TASK DESCRIPTION:
In the entries below, identify every line with the string "cross" and copy it.

RECORDS SHOWN:
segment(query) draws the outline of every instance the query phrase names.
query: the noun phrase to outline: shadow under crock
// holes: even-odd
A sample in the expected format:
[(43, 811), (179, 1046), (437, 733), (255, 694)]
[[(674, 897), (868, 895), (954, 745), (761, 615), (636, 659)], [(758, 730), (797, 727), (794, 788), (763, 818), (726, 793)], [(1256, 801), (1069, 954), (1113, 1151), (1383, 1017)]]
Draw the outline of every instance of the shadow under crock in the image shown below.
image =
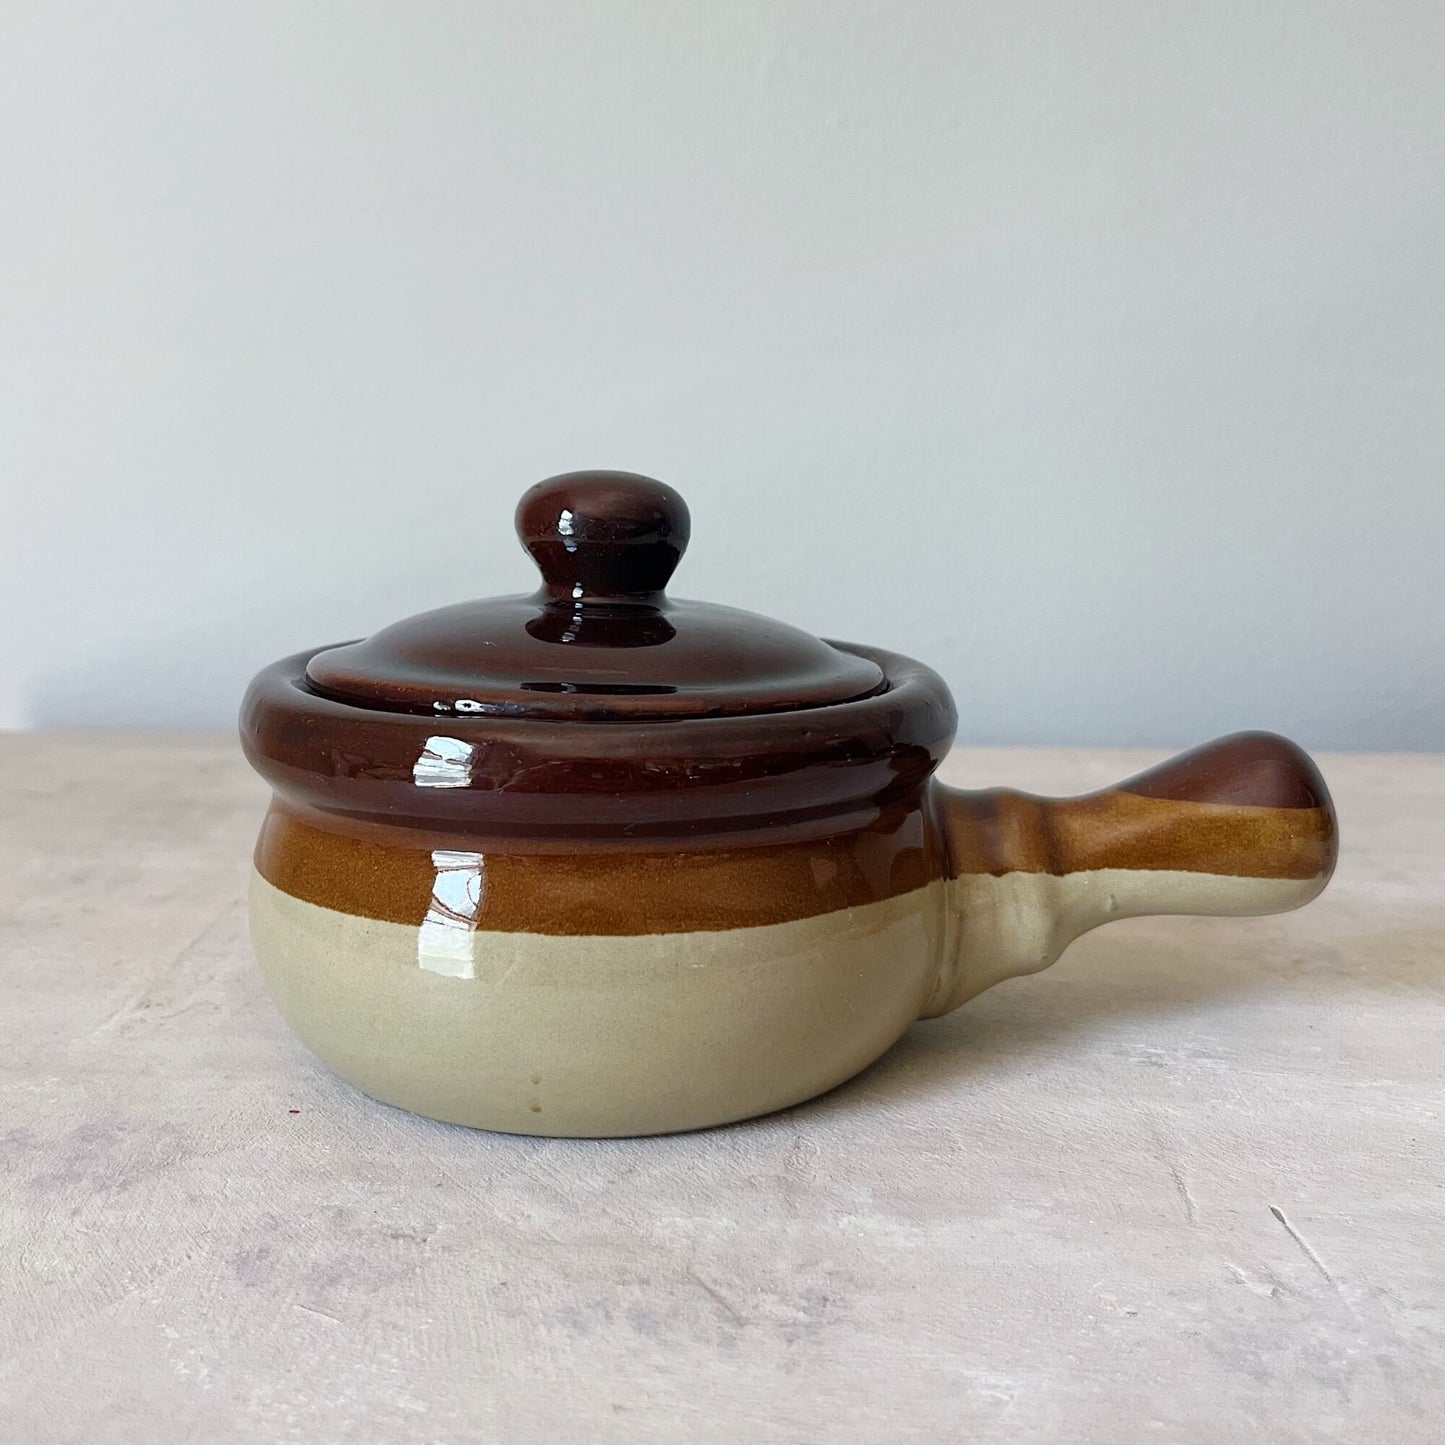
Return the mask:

==

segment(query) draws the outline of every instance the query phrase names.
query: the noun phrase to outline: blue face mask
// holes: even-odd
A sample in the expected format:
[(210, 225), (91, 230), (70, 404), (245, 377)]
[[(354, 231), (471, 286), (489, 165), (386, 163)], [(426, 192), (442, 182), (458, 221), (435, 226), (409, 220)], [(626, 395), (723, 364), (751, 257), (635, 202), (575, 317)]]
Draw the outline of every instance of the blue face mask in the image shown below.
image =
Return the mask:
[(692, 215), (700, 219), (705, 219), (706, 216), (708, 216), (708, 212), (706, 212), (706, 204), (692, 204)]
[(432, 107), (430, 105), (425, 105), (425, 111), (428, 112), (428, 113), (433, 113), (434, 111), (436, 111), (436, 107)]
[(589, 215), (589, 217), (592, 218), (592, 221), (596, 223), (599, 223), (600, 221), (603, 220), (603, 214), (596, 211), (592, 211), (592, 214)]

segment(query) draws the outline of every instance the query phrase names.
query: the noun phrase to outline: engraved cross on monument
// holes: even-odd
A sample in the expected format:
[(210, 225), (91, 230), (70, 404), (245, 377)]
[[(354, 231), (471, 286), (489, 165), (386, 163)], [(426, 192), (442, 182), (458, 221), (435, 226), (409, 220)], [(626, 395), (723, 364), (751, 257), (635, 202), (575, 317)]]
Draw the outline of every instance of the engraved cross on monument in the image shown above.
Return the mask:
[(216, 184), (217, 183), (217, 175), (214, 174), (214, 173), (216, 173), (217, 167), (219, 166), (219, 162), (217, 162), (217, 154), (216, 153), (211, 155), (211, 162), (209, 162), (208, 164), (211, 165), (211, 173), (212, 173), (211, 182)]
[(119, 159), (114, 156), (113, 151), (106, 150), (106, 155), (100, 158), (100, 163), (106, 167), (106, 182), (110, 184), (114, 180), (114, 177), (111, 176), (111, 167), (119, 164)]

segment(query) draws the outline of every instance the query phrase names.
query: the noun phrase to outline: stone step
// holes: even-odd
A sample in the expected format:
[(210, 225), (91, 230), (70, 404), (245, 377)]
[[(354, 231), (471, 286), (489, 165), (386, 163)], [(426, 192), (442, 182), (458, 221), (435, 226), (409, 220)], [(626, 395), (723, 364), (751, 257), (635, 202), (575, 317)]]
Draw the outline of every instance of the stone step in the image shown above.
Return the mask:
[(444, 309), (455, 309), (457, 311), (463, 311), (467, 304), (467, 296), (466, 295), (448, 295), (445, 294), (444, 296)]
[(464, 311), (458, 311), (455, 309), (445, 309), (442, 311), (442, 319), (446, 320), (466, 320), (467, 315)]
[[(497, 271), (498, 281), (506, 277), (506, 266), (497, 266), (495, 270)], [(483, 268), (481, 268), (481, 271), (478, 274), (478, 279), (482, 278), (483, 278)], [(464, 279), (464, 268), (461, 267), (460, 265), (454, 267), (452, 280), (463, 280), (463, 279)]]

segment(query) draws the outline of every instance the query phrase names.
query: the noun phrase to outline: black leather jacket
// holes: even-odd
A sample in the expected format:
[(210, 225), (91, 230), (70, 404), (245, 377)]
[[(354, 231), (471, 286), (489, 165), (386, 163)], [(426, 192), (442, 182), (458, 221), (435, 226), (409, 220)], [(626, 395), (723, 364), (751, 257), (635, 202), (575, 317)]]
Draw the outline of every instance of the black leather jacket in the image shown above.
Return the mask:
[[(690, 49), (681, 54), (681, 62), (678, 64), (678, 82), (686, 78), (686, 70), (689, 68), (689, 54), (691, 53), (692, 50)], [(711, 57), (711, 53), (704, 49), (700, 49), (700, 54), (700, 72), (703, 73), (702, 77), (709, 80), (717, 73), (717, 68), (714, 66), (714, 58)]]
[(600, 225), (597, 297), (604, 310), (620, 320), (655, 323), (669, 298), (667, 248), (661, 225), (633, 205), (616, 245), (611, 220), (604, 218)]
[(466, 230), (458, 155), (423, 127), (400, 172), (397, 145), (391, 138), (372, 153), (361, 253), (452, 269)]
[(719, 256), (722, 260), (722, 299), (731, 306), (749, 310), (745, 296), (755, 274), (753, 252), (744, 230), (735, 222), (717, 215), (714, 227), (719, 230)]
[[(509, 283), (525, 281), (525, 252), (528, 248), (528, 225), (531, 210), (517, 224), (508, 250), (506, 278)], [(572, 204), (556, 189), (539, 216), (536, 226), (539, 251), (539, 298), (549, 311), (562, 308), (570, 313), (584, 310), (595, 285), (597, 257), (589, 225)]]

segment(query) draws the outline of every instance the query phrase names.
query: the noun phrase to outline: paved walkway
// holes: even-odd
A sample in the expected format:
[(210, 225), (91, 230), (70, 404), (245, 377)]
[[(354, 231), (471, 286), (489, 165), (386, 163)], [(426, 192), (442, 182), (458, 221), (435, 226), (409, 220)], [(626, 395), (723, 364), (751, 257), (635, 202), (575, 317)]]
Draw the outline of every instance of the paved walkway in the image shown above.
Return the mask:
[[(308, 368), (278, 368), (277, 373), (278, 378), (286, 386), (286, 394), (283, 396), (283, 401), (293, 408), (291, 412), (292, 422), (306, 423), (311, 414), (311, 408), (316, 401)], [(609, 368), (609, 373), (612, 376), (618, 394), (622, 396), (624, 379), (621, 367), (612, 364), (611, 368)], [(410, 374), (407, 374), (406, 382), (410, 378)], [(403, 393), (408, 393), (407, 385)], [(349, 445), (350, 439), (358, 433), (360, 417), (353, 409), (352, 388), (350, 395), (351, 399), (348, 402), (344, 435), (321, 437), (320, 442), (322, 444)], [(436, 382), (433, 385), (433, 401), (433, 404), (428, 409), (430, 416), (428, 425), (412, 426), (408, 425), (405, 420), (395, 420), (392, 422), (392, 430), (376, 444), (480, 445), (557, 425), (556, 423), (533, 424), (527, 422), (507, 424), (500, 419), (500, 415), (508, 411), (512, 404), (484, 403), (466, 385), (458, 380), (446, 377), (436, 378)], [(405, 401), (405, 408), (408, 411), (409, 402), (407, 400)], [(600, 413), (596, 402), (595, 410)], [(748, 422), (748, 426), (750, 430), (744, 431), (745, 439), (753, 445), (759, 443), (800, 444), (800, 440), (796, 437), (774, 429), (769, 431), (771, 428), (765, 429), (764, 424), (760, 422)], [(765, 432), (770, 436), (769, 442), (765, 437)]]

SOLUTION FOR THIS TASK:
query: the noun phrase to outline: engraved cross on monument
Draw the outline of every instance of the engraved cross on monument in the image shown above.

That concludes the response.